[Texto]
━━━━━━

Arthur Shelley é um consultor australiano que há muitos anos atua na área da gestão de conhecimento. Atualmente, através da sua empresa Intelligent Answers e de uma rede de embaixadores, ajuda as organizações a melhorar o seu desempenho através de uma maior consciência dos comportamentos individuais de cada pessoa que lá trabalha. Esta entrevista incidiu sobre o The Organizational Zoo, uma ferramenta que desenvolveu para auxiliar este trabalho.
Durante cinco anos, o Arthur foi Global Knowledge Director na Cadbury Schweppes. O que mais o surpreendeu enquanto desempenhou essa função?
Não sou muito de me surpreender com funções até porque lido confortavelmente com ambientes de indefinição e de complexidade emergente. Nós criamos as nossas funções quando as moldamos para que sejam o que consideramos necessário para gerar máximo valor.
De qualquer forma, aquela função reforçou a necessidade que eu já sentia de escrever The Organizational Zoo – porque para influenciar e liderar outras pessoas é preciso entender e saber aplicar adaptabilidade comportamental.
De que forma é que essa experiência profissional informou a sua atual abordagem à gestão de conhecimento (GC) nas organizações?
Em larga medida, a função de Global Knowledge Director era um prolongamento natural daquilo que eu já tinha feito nas minhas funções anteriores. Eu sempre estive focado na melhoria contínua, que requer conhecimento sobre aquilo que sabemos e sobre o que mais precisamos saber.

━━━━━━

[Extrato de dados]

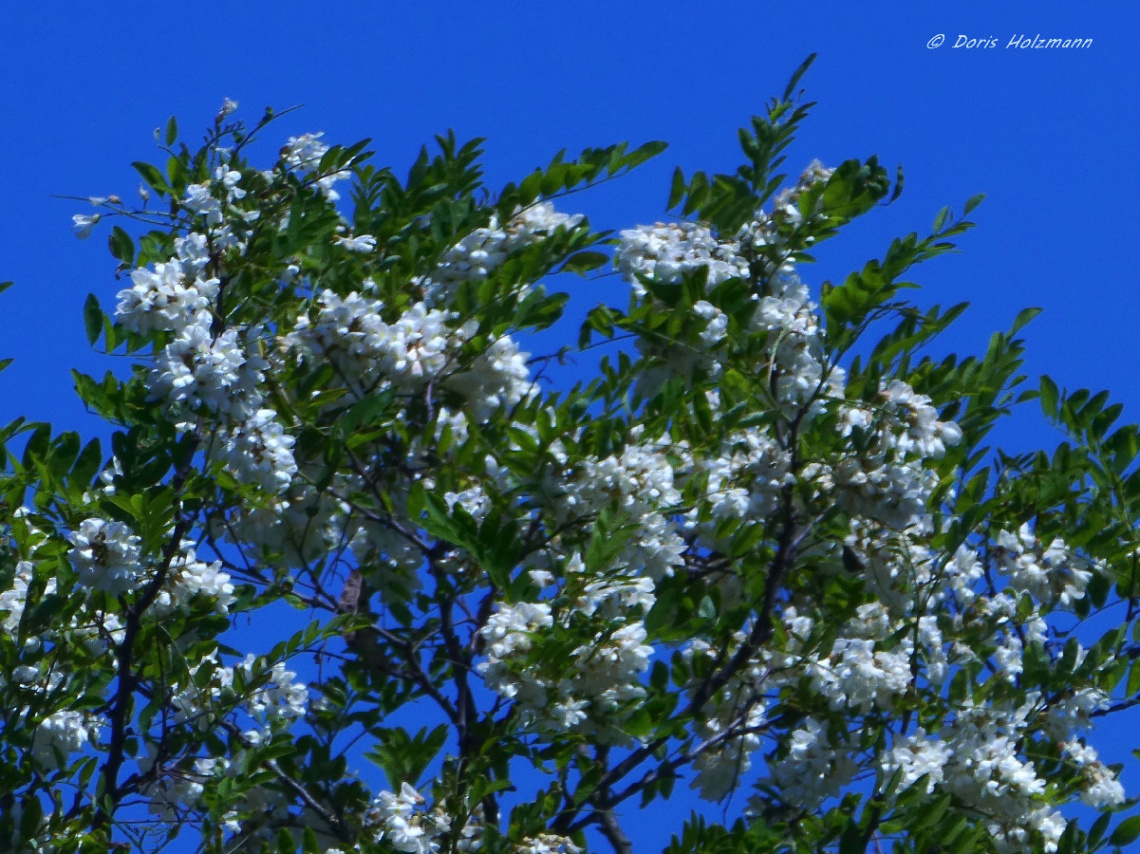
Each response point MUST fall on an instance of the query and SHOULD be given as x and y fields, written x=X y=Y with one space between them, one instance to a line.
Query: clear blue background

━━━━━━

[Tarefas]
1: Cite o trecho da entrevista com Arthur Shelley de "De qualquer forma, aquela" a "aplicar adaptabilidade comportamental.".
2: Escreva o que vem a seguir na entrevista com Arthur Shelley, começando depois da última frase apresentada.

[Resultados por tarefa]
1:
De qualquer forma, aquela função reforçou a necessidade que eu já sentia de escrever The Organizational Zoo – porque para influenciar e liderar outras pessoas é preciso entender e saber aplicar adaptabilidade comportamental.

2:
Os melhores resultados obtêm-se olhando para os desafios como oportunidades com uma mente aberta e uma abordagem inclusiva. Isto é GC eficaz, e eu penso que no geral também é uma demonstração de uma liderança informada pelo conhecimento.
“The Organizational Zoo é um conjunto de metáforas, fruto de um bom trabalho de pesquisa e desenvolvimento, que ajudarão, a si e à sua organização, a melhorar o desempenho e a reduzir o stress.” Como é que um conjunto de metáforas pode ajudar a melhorar o desempenho organizacional e a reduzir o stress?
O stress nas organizações acontece principalmente quando as pessoas não estão a interagir umas com as outras em torno de perspetivas diferentes, ou quando o fazem de forma destrutiva e conflituosa. The Organizational Zoo traz uma forma oblíqua, segura e despolitizada, de abordar as diferenças.
Conversas sobre os animais no jardim zoológico (comportamentos na sua organização, no grupo de stakeholders, na sua família…) fazem com que as pessoas relaxem e troquem perspetivas construtivas sobre como interpretam o comportamento (e não a pessoa) e qual o impacto que este tem na cultura e nas interações. Assim que estas conversas têm início, geram confiança e constróem ligações ao invés de as destruírem.

Barco com personagens do The Zoo Organizacional criado por Arthur Shelley (ilustração de John Szabo)
Há evidência significativas deste poder em muitas histórias de sucesso que recolhi ao longo dos últimos dez anos a facilitar atividades do The Organizational Zoo em muitos países. Aliás, há muitos artigos publicados bem como uma tese de doutoramento que usou o The Organizational Zoo para ajudar com uma mudança cultural e com dinâmicas de grupo. Organizational Zoo Too é um novo livro que está a ser cocriado pelos embaixadores do The Organizational Zoo com o objetivo de partilhar essas histórias.
Do ponto de vista do negócio, qual é a razão para que uma organização avance com um programa do The Organizational Zoo?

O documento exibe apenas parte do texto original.